▶ Text excerpt
******
6. Autophagy Modulation for Therapeutic Intervention

Autophagy modulation holds significant therapeutic potential across diseases like cancer [177]. In cancer, autophagy’s role can either promote or inhibit tumor growth depending on context, making its therapeutic modulation complex and context-dependent [178,179]. While autophagy inhibition can sensitize certain cancer cells to chemotherapy or radiation therapy, its activation may promote tumor cell death under specific conditions [179]. Chemotherapy, a common cancer treatment, often encounters drug resistance. Autophagy aids cancer cells in surviving chemotherapy by repairing DNA and eliminating toxins, thereby contributing to drug resistance [180]. Autophagy is implicated in resistance to drugs like Dox, with research showing elevated autophagic activity in drug-resistant cells and its inhibition leading to re-sensitization to Dox [135,181]. Conversely, inhibiting autophagy can restore drug sensitivity through agents like CQ or by downregulating autophagy-associated proteins such as ATG7 and ATG14 [182,183,184,185,186]. Pharmacological inhibition of autophagy by agents like CQ and bafilomycin affects Dox efficacy. CQ potentiates Dox-induced cell death by blocking autophagic flux and reducing drug resistance in various cancers [187,188]. Bafilomycin A1, which inhibits vacuolar-type H+-ATPase and blocks lysosomal acidification, impedes autophagosome–lysosome fusion, disrupting autophagic flux crucial for cellular degradation processes, which in turn promotes the efficacy of Dox against cancer [189]. In HepG2 liver cancer cells, treatment with bafilomycin A1 or chloroquine alone at lower doses enhanced inhibition of cell growth and increased apoptosis when combined with Dox. Additionally, these inhibitors promoted lysosomal membrane permeabilization and reduced mitochondrial membrane potential in response to Dox treatment, suggesting their potential to synergistically improve Dox’s anticancer effects in liver cancer therapy [190].
******
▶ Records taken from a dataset
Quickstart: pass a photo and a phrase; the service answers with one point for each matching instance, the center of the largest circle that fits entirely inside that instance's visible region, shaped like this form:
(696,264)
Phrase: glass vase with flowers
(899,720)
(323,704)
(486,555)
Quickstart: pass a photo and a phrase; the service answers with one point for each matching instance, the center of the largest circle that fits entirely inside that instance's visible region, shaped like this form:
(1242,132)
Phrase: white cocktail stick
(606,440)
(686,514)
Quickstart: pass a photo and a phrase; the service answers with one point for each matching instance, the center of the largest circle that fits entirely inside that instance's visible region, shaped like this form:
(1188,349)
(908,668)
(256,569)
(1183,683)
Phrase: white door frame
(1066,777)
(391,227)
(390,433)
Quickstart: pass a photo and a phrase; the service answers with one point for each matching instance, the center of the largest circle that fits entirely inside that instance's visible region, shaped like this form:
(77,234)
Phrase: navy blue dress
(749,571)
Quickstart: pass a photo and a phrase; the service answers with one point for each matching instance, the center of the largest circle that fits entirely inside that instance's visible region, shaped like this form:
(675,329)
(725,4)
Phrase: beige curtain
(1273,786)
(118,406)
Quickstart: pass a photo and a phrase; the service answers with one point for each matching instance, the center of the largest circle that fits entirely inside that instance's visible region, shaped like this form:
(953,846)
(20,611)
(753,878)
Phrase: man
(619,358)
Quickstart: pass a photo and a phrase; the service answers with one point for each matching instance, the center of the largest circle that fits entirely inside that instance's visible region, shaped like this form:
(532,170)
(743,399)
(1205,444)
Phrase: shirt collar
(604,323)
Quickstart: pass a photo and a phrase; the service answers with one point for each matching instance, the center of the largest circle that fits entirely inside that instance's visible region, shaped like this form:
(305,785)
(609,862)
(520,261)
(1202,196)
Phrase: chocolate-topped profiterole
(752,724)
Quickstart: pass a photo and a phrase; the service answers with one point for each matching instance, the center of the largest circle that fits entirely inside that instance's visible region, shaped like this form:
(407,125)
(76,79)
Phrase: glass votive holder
******
▶ What to produce
Continue the passage on autophagy modulation in cancer therapy from its last sentence. The listing is not needed for anything here.

▶ Reply
In a recent study, Montalvo et al. targeted autophagy with rAAV-dnATG5 in female rats exposed to Dox and revealed that while Dox had negative effects on left ventricular function, redox balance, and mitochondrial function, acute inhibition of autophagy mitigated the increase in mitochondrial ROS emission and improved cardiac health. Notably, this improvement was observed only at the acute stage, suggesting variations in ATG5–ATG12 conjugation kinetics [191]. Natural substances like epigallocatechin-3-gallate (EGCG) and magnoflorine have also been explored for enhancing Dox efficacy by regulating autophagy [134,192]. Another compound, metformin, a remarkable antidiabetic medication, not only regulates blood sugar levels but also holds tremendous promise in cancer therapy through its intricate modulation of cellular processes [193]. By activating AMPK, metformin elevates the AMPK/AMP ratio, setting off a cascade of events. AMPK activation, in turn, exerts its inhibitory influence on the mechanistic target of rapamycin complex 1 (mTORC1) pathway by phosphorylating key downstream targets like tuberous sclerosis complex protein 2 (TSC2) [194]. This inhibition of mTORC1 serves as a crucial checkpoint, curbing aberrant cell growth and proliferation, hallmarks of cancer [195]. Moreover, metformin’s impact extends to the modulation of autophagy, the cellular process of self-degradation and recycling. Through its influence on AMPK and mTORC1, metformin enhances autophagic activity, promoting the selective degradation of damaged proteins and organelles within cancer cells [196].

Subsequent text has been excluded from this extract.